TO BE DONE
Write each line exactly as it stands, from the line containing "point: the cloud, center" through the end of the data.

══ THE INPUT ══

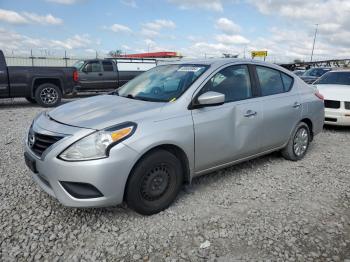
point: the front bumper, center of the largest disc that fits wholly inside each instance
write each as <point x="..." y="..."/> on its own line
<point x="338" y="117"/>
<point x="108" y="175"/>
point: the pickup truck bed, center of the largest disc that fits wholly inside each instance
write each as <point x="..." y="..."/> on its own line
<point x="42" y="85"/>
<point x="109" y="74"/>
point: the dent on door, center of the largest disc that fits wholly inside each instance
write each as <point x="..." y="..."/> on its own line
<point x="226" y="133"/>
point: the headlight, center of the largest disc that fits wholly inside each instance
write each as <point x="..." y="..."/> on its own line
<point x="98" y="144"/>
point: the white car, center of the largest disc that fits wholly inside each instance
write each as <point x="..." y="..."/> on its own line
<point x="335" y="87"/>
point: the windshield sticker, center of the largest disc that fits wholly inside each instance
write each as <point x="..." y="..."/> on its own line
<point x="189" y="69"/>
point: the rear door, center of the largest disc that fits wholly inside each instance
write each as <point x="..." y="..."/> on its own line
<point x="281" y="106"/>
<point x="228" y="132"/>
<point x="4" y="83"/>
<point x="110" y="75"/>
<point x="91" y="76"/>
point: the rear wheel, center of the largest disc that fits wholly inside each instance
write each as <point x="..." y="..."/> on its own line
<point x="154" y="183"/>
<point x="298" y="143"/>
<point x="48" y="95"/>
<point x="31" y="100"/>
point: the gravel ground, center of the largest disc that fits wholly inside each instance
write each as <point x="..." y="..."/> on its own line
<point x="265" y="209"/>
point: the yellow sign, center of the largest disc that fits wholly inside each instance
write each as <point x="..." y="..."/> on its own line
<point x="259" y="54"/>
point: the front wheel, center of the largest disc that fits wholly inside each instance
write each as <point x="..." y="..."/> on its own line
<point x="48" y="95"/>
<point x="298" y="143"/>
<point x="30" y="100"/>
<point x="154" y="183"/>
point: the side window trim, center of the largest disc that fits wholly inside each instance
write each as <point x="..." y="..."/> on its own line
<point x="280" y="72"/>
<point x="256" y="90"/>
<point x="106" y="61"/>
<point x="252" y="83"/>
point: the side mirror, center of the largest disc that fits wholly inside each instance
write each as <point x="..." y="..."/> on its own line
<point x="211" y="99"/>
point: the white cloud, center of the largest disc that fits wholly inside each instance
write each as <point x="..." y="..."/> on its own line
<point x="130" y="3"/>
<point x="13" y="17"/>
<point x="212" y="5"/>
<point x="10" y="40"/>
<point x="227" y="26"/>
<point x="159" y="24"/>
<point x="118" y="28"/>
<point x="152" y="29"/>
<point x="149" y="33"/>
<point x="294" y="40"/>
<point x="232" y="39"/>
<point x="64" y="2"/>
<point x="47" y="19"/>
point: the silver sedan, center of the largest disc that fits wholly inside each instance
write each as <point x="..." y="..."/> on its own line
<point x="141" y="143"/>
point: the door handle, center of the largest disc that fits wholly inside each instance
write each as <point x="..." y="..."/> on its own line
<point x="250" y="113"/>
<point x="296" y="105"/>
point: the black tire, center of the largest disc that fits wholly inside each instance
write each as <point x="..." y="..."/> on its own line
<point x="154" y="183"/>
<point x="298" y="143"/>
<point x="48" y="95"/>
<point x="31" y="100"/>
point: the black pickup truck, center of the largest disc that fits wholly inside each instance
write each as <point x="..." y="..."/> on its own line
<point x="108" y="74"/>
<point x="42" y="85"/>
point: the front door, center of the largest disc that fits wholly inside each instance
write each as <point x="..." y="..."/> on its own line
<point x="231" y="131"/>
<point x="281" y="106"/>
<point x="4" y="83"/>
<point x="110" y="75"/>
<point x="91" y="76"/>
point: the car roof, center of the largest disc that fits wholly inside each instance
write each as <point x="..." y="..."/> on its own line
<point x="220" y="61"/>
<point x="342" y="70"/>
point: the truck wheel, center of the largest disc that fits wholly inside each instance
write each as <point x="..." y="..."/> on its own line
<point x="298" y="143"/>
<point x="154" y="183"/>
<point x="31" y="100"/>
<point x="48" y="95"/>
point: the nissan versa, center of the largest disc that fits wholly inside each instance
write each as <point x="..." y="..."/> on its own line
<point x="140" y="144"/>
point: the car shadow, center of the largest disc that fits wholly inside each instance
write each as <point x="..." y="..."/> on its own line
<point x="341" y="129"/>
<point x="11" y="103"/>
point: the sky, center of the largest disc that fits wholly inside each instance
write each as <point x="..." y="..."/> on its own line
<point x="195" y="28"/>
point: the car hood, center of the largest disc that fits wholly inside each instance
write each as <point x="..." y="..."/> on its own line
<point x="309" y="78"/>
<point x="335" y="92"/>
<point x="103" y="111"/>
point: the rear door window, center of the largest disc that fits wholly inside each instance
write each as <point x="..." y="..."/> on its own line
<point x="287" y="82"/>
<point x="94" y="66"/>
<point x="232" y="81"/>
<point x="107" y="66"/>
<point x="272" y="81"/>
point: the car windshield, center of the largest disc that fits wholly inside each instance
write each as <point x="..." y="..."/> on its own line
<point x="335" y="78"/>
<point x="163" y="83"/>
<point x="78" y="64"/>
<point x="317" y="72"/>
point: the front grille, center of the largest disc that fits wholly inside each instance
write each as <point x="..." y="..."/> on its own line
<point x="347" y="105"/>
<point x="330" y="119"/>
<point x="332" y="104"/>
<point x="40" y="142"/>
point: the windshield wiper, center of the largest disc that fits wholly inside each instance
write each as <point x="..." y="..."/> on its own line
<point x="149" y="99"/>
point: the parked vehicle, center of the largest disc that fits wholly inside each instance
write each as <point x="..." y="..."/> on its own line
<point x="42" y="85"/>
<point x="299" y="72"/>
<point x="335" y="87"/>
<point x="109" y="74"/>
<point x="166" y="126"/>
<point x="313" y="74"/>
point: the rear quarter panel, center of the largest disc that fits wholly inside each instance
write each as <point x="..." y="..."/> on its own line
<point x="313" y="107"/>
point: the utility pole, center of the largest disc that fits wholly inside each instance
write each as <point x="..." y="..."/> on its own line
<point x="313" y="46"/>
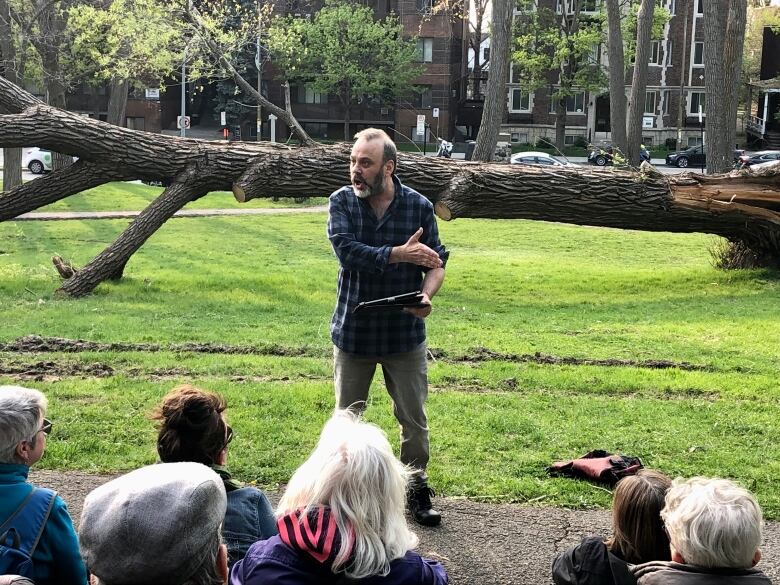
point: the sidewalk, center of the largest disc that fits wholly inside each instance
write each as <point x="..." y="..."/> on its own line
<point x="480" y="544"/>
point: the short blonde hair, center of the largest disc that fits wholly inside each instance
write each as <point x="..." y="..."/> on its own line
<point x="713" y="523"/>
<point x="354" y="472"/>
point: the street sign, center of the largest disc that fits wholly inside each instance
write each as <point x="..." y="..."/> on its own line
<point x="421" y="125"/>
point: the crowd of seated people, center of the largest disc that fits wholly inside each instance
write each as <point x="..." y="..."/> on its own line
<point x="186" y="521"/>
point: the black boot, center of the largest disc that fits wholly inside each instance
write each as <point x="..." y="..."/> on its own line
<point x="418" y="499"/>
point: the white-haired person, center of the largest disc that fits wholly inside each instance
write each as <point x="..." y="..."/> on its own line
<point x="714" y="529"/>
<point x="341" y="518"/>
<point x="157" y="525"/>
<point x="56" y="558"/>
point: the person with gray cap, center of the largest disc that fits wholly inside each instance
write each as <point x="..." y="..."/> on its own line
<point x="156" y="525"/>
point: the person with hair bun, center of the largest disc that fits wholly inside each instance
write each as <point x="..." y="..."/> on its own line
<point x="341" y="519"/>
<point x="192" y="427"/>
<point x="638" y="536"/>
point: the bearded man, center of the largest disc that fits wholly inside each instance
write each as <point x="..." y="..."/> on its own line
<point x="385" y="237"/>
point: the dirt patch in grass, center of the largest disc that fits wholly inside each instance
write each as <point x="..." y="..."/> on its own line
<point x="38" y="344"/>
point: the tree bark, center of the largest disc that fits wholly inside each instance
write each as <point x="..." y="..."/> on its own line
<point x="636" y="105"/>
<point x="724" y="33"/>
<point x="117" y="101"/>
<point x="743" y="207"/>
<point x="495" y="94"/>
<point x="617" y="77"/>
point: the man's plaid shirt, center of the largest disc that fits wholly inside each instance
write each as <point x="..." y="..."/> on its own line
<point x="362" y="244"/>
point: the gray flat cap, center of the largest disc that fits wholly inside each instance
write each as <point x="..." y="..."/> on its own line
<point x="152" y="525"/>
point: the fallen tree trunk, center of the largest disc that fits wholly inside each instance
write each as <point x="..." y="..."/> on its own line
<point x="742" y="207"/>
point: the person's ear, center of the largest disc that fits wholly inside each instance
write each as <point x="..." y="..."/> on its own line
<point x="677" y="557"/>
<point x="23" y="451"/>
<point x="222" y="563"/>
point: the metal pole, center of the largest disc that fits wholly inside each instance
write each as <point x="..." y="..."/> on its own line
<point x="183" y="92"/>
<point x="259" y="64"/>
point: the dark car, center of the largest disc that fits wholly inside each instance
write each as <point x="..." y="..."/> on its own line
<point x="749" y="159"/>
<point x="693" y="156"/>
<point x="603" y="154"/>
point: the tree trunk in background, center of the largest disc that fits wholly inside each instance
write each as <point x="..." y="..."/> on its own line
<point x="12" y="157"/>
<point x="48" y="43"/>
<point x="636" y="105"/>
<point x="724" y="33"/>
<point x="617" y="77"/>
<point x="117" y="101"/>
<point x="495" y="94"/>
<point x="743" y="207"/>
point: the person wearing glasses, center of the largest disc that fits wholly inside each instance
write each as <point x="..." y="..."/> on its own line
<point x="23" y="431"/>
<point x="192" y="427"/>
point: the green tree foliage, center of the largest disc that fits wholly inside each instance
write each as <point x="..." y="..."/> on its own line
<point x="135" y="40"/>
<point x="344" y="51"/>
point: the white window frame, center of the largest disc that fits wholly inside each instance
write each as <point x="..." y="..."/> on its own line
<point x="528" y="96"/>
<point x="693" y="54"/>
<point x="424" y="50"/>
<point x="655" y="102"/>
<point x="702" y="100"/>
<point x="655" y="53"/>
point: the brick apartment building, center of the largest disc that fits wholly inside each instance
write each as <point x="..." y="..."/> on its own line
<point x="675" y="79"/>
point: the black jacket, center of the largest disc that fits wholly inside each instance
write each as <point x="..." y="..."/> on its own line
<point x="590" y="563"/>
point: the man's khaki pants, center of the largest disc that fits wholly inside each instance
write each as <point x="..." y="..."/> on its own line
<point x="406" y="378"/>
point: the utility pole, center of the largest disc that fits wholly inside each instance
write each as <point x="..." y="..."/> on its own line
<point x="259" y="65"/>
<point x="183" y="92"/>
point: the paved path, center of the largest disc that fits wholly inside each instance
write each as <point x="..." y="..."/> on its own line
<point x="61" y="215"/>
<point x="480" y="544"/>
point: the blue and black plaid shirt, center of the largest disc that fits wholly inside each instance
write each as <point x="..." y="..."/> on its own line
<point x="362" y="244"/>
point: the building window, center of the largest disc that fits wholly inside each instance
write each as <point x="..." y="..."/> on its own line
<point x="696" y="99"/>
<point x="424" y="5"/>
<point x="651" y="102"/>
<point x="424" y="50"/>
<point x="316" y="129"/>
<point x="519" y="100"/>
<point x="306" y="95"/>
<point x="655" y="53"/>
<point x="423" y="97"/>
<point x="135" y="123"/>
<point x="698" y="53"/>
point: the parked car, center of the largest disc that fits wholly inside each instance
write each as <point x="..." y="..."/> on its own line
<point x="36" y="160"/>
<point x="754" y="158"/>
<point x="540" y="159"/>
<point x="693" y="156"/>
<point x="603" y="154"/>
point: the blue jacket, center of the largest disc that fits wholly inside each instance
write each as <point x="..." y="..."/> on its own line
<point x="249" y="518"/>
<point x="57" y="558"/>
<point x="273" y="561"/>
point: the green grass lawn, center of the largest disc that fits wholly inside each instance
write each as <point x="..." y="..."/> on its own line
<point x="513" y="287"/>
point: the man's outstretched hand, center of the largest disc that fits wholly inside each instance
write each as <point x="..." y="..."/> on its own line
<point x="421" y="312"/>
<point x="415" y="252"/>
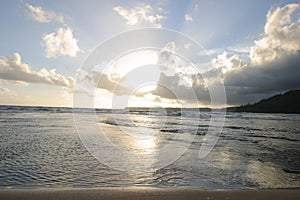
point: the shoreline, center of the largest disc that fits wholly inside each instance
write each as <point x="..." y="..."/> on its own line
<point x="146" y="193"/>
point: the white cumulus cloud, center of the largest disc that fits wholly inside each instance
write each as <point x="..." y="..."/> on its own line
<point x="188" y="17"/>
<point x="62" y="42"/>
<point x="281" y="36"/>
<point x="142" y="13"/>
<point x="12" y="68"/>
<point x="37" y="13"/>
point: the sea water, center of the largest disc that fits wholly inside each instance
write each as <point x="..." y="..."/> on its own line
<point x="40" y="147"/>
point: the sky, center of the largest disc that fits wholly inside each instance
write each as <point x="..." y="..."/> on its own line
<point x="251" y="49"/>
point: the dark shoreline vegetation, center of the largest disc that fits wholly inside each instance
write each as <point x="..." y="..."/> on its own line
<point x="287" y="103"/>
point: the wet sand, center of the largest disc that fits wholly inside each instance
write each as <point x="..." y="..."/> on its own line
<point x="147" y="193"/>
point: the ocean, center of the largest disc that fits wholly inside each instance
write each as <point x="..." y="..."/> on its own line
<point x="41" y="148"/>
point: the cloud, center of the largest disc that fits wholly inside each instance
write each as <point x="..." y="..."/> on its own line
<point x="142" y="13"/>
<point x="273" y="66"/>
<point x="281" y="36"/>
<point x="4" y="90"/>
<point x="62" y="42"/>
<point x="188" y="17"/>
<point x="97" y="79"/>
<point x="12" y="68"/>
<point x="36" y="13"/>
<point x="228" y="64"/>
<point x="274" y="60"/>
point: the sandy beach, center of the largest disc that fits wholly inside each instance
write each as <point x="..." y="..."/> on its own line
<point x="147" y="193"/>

═══

ANSWER TO THIS PROBLEM
point: the cloud, center of the largest disc that fits wholly inside each instance
write each as <point x="..." y="..."/> on its own line
<point x="142" y="13"/>
<point x="273" y="66"/>
<point x="281" y="36"/>
<point x="4" y="90"/>
<point x="62" y="42"/>
<point x="188" y="17"/>
<point x="97" y="79"/>
<point x="12" y="68"/>
<point x="36" y="13"/>
<point x="228" y="64"/>
<point x="274" y="60"/>
point: the sandy beach, center of the largest disc that fits wholly inside each instance
write each as <point x="..." y="..."/> on its own line
<point x="147" y="193"/>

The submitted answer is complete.